Description of the task. Repeat exactly the lines from the line containing "Exercise. Mark every instance of the white pillow" to the last line of the listing, including both.

(Rows from a dataset)
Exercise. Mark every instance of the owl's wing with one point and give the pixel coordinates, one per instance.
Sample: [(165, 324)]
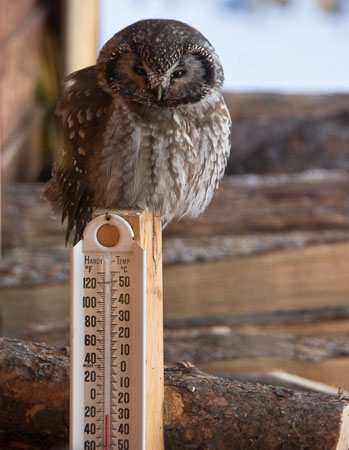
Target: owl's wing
[(84, 108)]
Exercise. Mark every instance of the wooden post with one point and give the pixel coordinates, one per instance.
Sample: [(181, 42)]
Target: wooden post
[(81, 34), (147, 229)]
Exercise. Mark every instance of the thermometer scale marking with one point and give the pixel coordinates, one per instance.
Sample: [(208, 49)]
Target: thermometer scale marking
[(108, 355)]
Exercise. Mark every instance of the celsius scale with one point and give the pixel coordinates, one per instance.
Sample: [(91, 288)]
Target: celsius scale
[(108, 304)]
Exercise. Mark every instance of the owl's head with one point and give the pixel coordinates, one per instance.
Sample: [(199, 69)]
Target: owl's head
[(161, 63)]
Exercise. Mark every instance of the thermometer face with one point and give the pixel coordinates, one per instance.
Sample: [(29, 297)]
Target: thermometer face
[(108, 339)]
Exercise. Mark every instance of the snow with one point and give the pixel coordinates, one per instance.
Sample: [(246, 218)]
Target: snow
[(298, 48)]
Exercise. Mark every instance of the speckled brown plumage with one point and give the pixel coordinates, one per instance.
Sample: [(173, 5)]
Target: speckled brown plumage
[(146, 127)]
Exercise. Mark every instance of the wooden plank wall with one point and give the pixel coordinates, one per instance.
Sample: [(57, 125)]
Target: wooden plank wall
[(22, 31)]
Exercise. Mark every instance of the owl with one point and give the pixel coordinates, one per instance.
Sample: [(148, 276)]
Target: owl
[(146, 127)]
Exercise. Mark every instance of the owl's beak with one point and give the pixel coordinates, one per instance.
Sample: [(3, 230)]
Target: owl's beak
[(158, 92)]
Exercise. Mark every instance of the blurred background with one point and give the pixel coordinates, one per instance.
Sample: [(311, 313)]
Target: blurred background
[(264, 272)]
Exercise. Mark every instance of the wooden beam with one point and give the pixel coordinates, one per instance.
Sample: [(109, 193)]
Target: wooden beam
[(147, 230), (81, 34), (201, 411)]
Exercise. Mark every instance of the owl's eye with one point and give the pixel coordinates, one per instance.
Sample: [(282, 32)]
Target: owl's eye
[(140, 71), (178, 73)]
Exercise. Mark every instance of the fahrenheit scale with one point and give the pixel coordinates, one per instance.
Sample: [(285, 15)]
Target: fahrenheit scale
[(107, 338)]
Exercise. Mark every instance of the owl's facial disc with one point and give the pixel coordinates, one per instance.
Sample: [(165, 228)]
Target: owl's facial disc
[(186, 81)]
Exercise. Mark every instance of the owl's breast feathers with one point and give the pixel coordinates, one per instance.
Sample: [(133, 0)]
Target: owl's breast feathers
[(120, 155), (84, 108)]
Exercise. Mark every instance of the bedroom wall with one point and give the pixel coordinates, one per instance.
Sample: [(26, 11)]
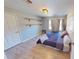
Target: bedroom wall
[(70, 28), (16, 29)]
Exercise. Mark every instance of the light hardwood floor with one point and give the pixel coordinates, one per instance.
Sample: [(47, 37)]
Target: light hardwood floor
[(31, 50)]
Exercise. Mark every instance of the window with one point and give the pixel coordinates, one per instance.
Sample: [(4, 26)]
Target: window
[(50, 28)]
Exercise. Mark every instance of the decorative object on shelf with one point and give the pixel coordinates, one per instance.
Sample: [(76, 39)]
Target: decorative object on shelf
[(28, 1)]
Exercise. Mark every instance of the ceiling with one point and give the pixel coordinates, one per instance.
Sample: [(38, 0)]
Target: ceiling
[(55, 7)]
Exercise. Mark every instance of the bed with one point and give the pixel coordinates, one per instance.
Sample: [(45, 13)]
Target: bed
[(53, 39)]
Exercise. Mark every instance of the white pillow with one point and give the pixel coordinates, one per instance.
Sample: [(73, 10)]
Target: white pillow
[(43, 37), (66, 41)]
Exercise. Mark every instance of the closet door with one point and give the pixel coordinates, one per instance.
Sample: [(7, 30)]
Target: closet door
[(12, 34)]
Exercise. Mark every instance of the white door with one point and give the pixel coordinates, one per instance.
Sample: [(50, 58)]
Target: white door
[(11, 31)]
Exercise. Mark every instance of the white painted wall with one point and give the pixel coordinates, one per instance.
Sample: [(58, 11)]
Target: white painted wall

The output.
Exercise. Mark every instance of the white pillow with one point and give the pixel coordinates, one per instance.
Sample: [(73, 10)]
Target: white pillow
[(43, 37), (66, 41)]
Exercise. Mark every instance of the closet door with one point and give the pixel coordinates, one per instance.
Sample: [(7, 30)]
Target: closet door
[(12, 34)]
Exercise. Mark every instance of the white door with one point and give the pixel coordinates, one per instance.
Sample: [(50, 58)]
Target: white door
[(11, 31)]
Exercise. Mark every instance of the white painted wall with one point and give the pixel coordinates, one per instance.
Sample: [(58, 11)]
Target: white painted wall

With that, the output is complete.